YOUR INSTRUCTIONS — In the excerpt on class Id RNR α structures, which two kinds of experiments gave evidence of Fj tetramers?

Figure 8. Class Id α lacks all known N-terminal RNR allosteric nucleotide binding motifs.

A structural comparison of the α subunit from class Ia (A) (PDB ID: 3R1R), class Ib (B) (PDB ID: 6CGL), and class Id RNRs (C) (this work) shows that N-terminus of the protein is truncated such that all known adenine nucleotide binding sites in the ATP-cone and connector domains are no longer present. An auxiliary domain shared with eukaryotic class Ia and class II RNRs occupies a nearby region.

CONCLUSIONS

The X-ray crystal structures of class Id RNR α subunits reveal a minimal domain architecture that completely lacks even the partial ATP cone structure present in other minimal class I RNRs, such as the Ib enzymes. The absence of this domain would imply an inability to form inhibitory oligomers but, surprisingly, the X-ray structure of Fj class Id α suggests a capacity for higher-order quaternary structure mediated by a truncated N-terminal structural motif. In yet another example of diversity within an RNR subclass, we do not see these larger oligomers in the Au system. This observation is supported by evidence of Fj tetramers in both size-exclusion chromatography (SEC) and small-angle X-ray scattering (SAXS) experiments. These higher-order structures change across different concentration regimes but do not respond to addition of nucleotides, consistent with observed lack of dATP-dependent enzyme inhibition in activity assays. Although the formation of oligomers may be an Fj-specific adaptation, Fj and Au come from different phylogenetic clades within the Id subclass, and it is possible that other Fj-like Id RNR αs exhibit similar behavior. The functional significance of these structures, as well as the potential involvement of other components, remains to be discovered.

PROVIDED DATA —
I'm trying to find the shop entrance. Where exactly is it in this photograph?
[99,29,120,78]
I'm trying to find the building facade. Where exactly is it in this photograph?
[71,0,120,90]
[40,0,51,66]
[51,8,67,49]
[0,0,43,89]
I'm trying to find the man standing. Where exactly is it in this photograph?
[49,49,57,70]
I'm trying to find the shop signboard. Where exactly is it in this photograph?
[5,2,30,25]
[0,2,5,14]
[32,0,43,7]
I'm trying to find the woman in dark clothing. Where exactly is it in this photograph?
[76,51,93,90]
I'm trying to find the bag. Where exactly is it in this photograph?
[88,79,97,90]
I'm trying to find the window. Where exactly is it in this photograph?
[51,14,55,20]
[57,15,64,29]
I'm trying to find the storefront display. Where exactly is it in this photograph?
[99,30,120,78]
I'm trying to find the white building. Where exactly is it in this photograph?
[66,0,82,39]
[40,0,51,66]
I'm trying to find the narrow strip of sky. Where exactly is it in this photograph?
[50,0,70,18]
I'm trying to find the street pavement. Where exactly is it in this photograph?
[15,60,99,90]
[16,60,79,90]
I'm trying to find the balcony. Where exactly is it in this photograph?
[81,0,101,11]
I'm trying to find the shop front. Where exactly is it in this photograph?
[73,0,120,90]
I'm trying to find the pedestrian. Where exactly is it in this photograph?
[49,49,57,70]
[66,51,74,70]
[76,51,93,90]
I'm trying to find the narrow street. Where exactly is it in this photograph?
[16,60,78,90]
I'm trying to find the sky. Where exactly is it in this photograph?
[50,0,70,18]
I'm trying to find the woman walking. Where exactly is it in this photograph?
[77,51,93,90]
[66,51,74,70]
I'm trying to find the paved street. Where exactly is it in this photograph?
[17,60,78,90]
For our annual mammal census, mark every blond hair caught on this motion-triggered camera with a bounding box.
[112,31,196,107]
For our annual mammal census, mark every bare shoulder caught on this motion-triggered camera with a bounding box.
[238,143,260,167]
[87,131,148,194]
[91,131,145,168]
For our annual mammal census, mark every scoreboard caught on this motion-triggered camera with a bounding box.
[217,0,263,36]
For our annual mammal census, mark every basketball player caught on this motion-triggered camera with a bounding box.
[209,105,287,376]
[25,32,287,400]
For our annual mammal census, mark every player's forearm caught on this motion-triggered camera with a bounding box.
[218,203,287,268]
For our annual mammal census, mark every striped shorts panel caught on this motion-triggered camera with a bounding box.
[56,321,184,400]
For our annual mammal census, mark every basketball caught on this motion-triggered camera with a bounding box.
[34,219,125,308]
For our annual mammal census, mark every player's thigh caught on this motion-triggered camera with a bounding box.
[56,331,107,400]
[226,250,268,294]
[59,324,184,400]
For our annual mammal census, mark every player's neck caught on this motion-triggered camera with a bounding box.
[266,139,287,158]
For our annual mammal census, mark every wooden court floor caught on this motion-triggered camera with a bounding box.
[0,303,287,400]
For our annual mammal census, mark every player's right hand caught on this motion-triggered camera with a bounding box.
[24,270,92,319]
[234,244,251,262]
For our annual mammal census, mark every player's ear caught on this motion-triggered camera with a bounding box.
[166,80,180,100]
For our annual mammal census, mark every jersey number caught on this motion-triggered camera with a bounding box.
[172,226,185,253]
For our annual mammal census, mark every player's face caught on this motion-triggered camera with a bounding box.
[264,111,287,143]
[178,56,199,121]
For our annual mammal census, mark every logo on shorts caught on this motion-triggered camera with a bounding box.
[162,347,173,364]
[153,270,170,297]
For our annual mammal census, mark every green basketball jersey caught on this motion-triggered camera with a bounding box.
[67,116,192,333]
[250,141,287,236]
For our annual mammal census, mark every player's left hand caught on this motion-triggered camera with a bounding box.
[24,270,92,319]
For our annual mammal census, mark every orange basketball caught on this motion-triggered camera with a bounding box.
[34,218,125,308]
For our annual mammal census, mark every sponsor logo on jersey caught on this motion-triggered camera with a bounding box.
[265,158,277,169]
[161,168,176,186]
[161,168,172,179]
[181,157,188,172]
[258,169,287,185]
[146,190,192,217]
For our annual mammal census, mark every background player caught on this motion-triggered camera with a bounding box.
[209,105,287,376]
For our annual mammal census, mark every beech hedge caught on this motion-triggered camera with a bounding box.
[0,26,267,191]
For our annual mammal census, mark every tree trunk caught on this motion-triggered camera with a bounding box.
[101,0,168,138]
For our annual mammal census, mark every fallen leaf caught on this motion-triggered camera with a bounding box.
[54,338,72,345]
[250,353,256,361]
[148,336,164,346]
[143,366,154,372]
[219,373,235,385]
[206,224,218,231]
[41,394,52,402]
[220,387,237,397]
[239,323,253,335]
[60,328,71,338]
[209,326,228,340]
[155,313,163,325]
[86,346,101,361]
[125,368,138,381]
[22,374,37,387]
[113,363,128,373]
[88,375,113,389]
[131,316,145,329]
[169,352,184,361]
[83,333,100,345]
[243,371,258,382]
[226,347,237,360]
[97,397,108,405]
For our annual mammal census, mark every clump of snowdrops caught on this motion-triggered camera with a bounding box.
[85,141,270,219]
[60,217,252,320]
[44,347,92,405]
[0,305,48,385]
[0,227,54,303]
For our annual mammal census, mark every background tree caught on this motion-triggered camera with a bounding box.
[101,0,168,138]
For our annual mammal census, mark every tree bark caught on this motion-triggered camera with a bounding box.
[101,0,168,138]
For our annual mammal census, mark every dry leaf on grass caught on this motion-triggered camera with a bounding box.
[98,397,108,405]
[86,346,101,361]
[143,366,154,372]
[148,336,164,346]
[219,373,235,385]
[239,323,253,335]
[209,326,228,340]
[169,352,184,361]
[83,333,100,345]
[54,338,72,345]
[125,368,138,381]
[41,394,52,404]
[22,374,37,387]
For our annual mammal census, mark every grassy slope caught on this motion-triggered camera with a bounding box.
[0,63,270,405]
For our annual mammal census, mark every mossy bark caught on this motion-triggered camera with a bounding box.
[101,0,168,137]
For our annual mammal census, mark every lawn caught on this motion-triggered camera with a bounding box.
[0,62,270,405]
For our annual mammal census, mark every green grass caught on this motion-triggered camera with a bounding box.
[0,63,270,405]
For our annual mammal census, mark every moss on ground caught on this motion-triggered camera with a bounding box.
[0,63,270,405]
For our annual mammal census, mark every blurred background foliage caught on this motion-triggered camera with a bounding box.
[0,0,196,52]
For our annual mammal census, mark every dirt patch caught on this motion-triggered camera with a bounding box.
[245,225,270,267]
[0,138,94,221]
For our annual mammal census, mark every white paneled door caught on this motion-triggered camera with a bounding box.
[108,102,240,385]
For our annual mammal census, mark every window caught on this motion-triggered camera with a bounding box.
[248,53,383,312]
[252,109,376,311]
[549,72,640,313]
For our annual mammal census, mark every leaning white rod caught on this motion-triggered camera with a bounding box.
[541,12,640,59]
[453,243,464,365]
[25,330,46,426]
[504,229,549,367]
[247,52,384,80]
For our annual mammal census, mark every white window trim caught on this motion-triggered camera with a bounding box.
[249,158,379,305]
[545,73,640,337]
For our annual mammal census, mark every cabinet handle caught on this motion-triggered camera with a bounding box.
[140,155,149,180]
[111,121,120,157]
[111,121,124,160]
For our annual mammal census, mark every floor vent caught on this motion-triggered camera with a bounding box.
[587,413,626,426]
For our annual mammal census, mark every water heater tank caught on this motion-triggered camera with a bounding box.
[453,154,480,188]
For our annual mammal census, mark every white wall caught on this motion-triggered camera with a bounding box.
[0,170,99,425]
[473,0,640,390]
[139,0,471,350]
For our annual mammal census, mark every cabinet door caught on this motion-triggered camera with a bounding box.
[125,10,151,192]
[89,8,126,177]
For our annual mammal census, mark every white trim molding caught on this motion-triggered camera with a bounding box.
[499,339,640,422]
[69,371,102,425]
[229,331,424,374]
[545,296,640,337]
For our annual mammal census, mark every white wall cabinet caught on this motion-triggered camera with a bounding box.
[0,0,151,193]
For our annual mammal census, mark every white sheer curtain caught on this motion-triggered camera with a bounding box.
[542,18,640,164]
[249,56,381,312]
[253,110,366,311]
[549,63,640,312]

SOLUTION FOR THIS TASK — Size-exclusion chromatography (SEC) and small-angle X-ray scattering (SAXS).